## 課題文
+ + +

旦那が救急搬送されて不安しかない妻のブログ

夫が無事回復したら見せるための備忘録です 改、日々の心情を綴ります

分かち合いたかった

夫は生きたかったんだと思う。
というか、まさか自分が死んでしまうなんて考えなかっただろう。
いや、その胸の痛みに死を覚悟したのだろうか。

私の選択が夫にとってよかったのか悪かったのか、答えはわからない。けれど今更私が悩んでは夫が浮かばれないだろうという気持ちには至っている。




夫が自ら救急車を要請したのはその後病院に運ばれて胸の痛みは取り除かれることを願ったからだろう。それは「生きる」ことを望んだことと理解していいと思う。
もちろん瞬時に考えなかったとしても、次に意識を取り戻したら傍らに私がいることは十分想定内だったと思う。しかしそれは叶わなかった。
私は夫の回復を願った。まだこれからも夫と生きていきたかったし、その時の夫の苦痛や恐怖を分かち合いたかったから。夫がその時の気持ちを私に発することで夫の恐怖を和らげたかったから。
だけど夫はそれを発することなく一人で抱えたまま逝ってしまった。
今願うのは私たち家族の気持ちが夫に届いていて欲しいということ。
「一人じゃなかったんだよ」って。

まだ急性期の病院に入院している時、医師と「今後の話」をする機会があった。それは今後急変があった時に積極的な治療をするか否か。
私は「しない」ことを選んだ。その時夫は既に意識障害を起こしたままで「管につながれて生きている」状態だった。

+ + +

## データ抜粋
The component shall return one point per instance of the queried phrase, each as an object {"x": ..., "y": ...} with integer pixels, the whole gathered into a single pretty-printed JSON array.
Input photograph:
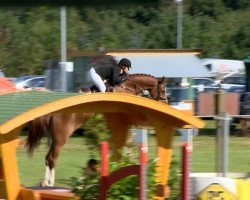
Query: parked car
[
  {"x": 28, "y": 81},
  {"x": 245, "y": 103},
  {"x": 204, "y": 84},
  {"x": 235, "y": 83}
]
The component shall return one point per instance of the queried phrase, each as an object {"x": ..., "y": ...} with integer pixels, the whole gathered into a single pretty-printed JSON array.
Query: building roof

+ + +

## 課題 A
課題文の「いや、その胸の痛みに死を覚悟したのだろうか。」で始まり「の恐怖を和らげたかったから。」まで続く部分を、「胸の痛み」を「胸の苦しみ」に置き換えて書き直せ。
## 課題 B
課題文で、急変があった時に積極的な治療をするか否かについて、筆者は医師との話し合いでどちらを選んだか答えよ。

## 解答 A
いや、その胸の苦しみに死を覚悟したのだろうか。

私の選択が夫にとってよかったのか悪かったのか、答えはわからない。けれど今更私が悩んでは夫が浮かばれないだろうという気持ちには至っている。




夫が自ら救急車を要請したのはその後病院に運ばれて胸の苦しみは取り除かれることを願ったからだろう。それは「生きる」ことを望んだことと理解していいと思う。
もちろん瞬時に考えなかったとしても、次に意識を取り戻したら傍らに私がいることは十分想定内だったと思う。しかしそれは叶わなかった。
私は夫の回復を願った。まだこれからも夫と生きていきたかったし、その時の夫の苦痛や恐怖を分かち合いたかったから。夫がその時の気持ちを私に発することで夫の恐怖を和らげたかったから。

## 解答 B
積極的な治療を「しない」ことを選んだ。